• [Do this]
Set out the lines below as a JSON list of strings, one string per line, omitting blank lines and leaving the pictures out.

═════ Material provided

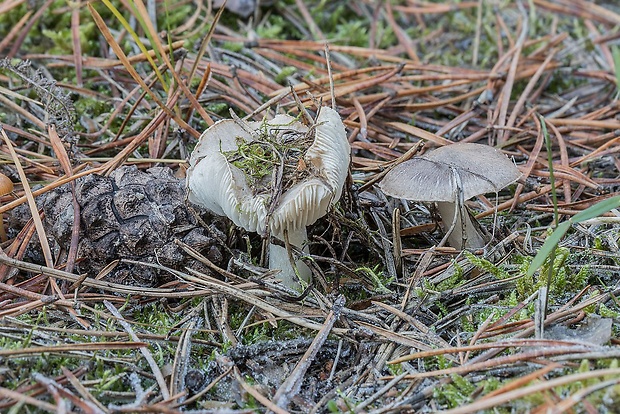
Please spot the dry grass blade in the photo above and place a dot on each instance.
(525, 391)
(85, 347)
(132, 71)
(290, 387)
(47, 253)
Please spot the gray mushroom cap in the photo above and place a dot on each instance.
(481, 169)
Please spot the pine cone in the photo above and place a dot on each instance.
(130, 215)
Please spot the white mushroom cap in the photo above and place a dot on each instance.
(482, 169)
(222, 188)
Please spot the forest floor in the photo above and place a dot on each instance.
(146, 303)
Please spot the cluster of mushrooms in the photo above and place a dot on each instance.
(276, 177)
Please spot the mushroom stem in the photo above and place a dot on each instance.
(279, 259)
(460, 229)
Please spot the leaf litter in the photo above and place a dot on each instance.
(422, 328)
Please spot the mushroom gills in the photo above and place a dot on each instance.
(461, 229)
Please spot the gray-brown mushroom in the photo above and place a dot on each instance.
(448, 176)
(229, 181)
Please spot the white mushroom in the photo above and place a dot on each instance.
(448, 176)
(227, 180)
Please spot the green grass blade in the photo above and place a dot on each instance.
(597, 209)
(552, 241)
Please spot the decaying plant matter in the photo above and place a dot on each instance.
(138, 304)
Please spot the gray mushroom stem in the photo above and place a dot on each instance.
(279, 259)
(460, 229)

══════════

• [Task output]
[
  "Please spot the dry grass blade in the photo above and place a dot on each instance.",
  "(525, 391)",
  "(85, 347)",
  "(132, 71)",
  "(290, 387)",
  "(47, 253)",
  "Please spot the gray mushroom cap in the photo above and place a dot on each instance.",
  "(481, 169)",
  "Please spot the pine cone in the photo above and place a dot on each instance.",
  "(130, 215)",
  "Please spot the white mushroom cap in the photo above and place a dot on each instance.",
  "(482, 169)",
  "(222, 188)",
  "Please spot the forest floor in the photo above and place a dot on each instance.",
  "(146, 303)",
  "Please spot the cluster of mushrooms in the photo above and place a dot on each instance.",
  "(276, 177)",
  "Please spot the mushroom stem in the photo above and place a dot on each instance.",
  "(279, 259)",
  "(460, 229)",
  "Please spot the leaf litter in the photo above and place a dot on each instance.",
  "(422, 328)",
  "Please spot the mushroom gills in the photo above and place a dot on each instance.",
  "(461, 229)",
  "Please spot the gray-brown mushroom in the photo above and place a dot on each instance.",
  "(448, 176)",
  "(229, 181)",
  "Please spot the white mushroom in the photo above and place a dot on each instance.",
  "(448, 176)",
  "(227, 180)",
  "Please spot the green grass blade in the photo above and place a dot on each instance.",
  "(597, 209)",
  "(552, 241)",
  "Please spot the decaying plant matter in the photo above and place a dot on each instance.",
  "(138, 304)",
  "Please spot the gray mushroom stem in the photo above and place a dot on each instance.",
  "(279, 259)",
  "(460, 229)"
]